:: Document passage ::
----

Germs are generally considered to be bacteria, viruses, protozoa, helminths/worms and fungi.


Bacteria are so small that they can only be seen with the aid of a microscope.


These are single-cell organisms that do not contain a nucleus. They may invade the body through the respiratory tract by inhalation of small droplets as in the case of tuberculosis or they may be ingested by mouth and attack the gastrointestinal tract and cause nausea and vomiting as seen in food poisoning.


Other organisms may enter the body by a puncture site under the skin, causing an abscess which would act as a local infection. If bacteria make their way into the blood stream, multiple organs may become infected.


Bacteria have certain characteristics that aid in causing disease.


Some are able to attach to our cells or tissue and cause disease. Some bacteria may destroy normal cells; an example of this would be tuberculosis.


Others may produce toxins or a poison substance, and the classic examples would be food poisoning and tetanus.


Not all bacteria cause disease or illness, and it is believed that only about 1 percent are harmful.


Many bacteria are harmless or are made harmless by our immune system; some are helpful particularly those that normally live in our gastrointestinal tracts. It has been estimated that there can be up to 40 million bacterial cells in a gram of soil.


The biomass of all bacteria on earth is greater than that of all plants and animals combined. There are 10 times the number of bacterial cells in the human flora as there are total human cells.


Bacteria are able to reproduce rapidly, and each individual organism may reproduce once in 20 minutes or less. Therefore, if potato salad is left out overnight and starts with only one bacterial cell at 9 p.m., there could be as many as 134 million organisms by 6 a.m.


Other than our immune systems, antibiotics are an alternate source of resisting the illness caused by bacteria.

----

:: Recorded data ::
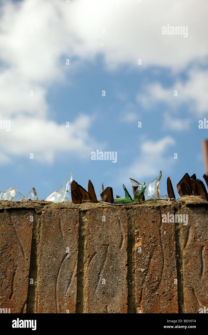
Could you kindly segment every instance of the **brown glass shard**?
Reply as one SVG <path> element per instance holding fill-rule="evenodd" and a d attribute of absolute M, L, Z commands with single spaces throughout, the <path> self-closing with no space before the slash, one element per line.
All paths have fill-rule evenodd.
<path fill-rule="evenodd" d="M 78 184 L 75 180 L 71 183 L 71 200 L 73 204 L 81 204 L 82 196 L 79 191 Z"/>
<path fill-rule="evenodd" d="M 170 180 L 170 177 L 168 177 L 168 179 L 167 179 L 167 189 L 168 190 L 168 198 L 171 199 L 172 199 L 172 198 L 174 198 L 175 199 L 176 197 L 173 190 L 173 187 L 171 181 Z"/>
<path fill-rule="evenodd" d="M 207 186 L 208 187 L 208 176 L 207 176 L 206 175 L 203 175 L 203 178 L 206 182 L 206 184 L 207 184 Z"/>
<path fill-rule="evenodd" d="M 92 185 L 92 182 L 90 179 L 89 180 L 89 182 L 88 183 L 88 195 L 89 195 L 89 201 L 90 202 L 98 202 L 95 193 L 94 192 L 94 186 Z"/>
<path fill-rule="evenodd" d="M 114 199 L 112 187 L 108 186 L 100 194 L 102 201 L 113 204 Z"/>
<path fill-rule="evenodd" d="M 191 181 L 192 184 L 194 184 L 198 195 L 200 195 L 203 199 L 207 200 L 206 195 L 204 193 L 200 183 L 197 180 L 195 180 L 195 179 L 193 179 L 192 178 L 191 178 Z"/>
<path fill-rule="evenodd" d="M 185 186 L 183 184 L 185 184 Z M 185 174 L 182 179 L 177 184 L 177 191 L 181 197 L 183 195 L 192 195 L 190 178 L 188 174 Z"/>
<path fill-rule="evenodd" d="M 202 187 L 203 191 L 204 192 L 205 195 L 206 195 L 206 200 L 208 200 L 208 194 L 207 194 L 207 190 L 206 190 L 206 188 L 205 187 L 205 185 L 203 183 L 202 180 L 201 180 L 200 179 L 198 179 L 196 180 L 198 182 L 198 183 L 199 183 L 201 186 Z"/>
<path fill-rule="evenodd" d="M 82 186 L 81 186 L 81 185 L 79 185 L 79 184 L 78 184 L 78 187 L 82 196 L 82 201 L 86 201 L 87 200 L 89 200 L 88 193 L 87 192 L 85 189 L 84 189 Z"/>
<path fill-rule="evenodd" d="M 177 185 L 177 191 L 181 197 L 183 195 L 191 195 L 189 189 L 186 184 L 181 182 L 180 186 L 178 187 Z"/>
<path fill-rule="evenodd" d="M 191 177 L 191 188 L 192 189 L 192 190 L 193 192 L 193 194 L 194 195 L 199 195 L 197 191 L 197 188 L 196 184 L 195 183 L 193 182 L 192 180 L 196 180 L 196 179 L 195 178 L 192 178 L 192 177 Z"/>

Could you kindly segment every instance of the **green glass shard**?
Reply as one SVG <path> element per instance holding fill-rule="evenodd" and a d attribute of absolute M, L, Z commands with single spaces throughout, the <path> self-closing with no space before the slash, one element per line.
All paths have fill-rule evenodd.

----

:: Task directions ::
Resume the passage on germs from its final sentence, which ends "an alternate source of resisting the illness caused by bacteria." The rows come from a source separate from the passage on germs.

:: Exercise response ::
Antibiotics must harm the bacterial cell wall but not human cells. They may alter bacterial cell wall synthesis or their folic acid synthesis or even DNA and protein synthesis.


Penicillin was the first antibiotic widely used that interfered with synthesis of bacterial cell walls.


Sulfa drugs kill bacteria by inhibiting certain metabolic pathways. These bacterial cells require the B vitamin known as folic acid, and they, unlike humans, are capable of making folic acid.


Sulfa drugs interfere with bacterial cell folic acid synthesis; if this process is blocked, the bacterial cell will die or no longer grow.


Tetracycline inhibits protein synthesis by crossing into the cell wall and once arriving in the cells cytoplasm binds to sites that blocks RNA protein synthesis.


Ciprofloxacin, on the other hand, blocks DNA synthesis and is helpful in treating anthrax.


Because of the widespread use of antibiotics today, particularly in the beef and cattle industry, there is concern that bacteria will become resistant to many of our presently effective antibiotics.


Some bacteria are predators and kill other microorganisms then consume them and absorb their nutrients. One example is an organism called Vampirococcus.


David Keisler is a gastroenterologist and internist in Aiken.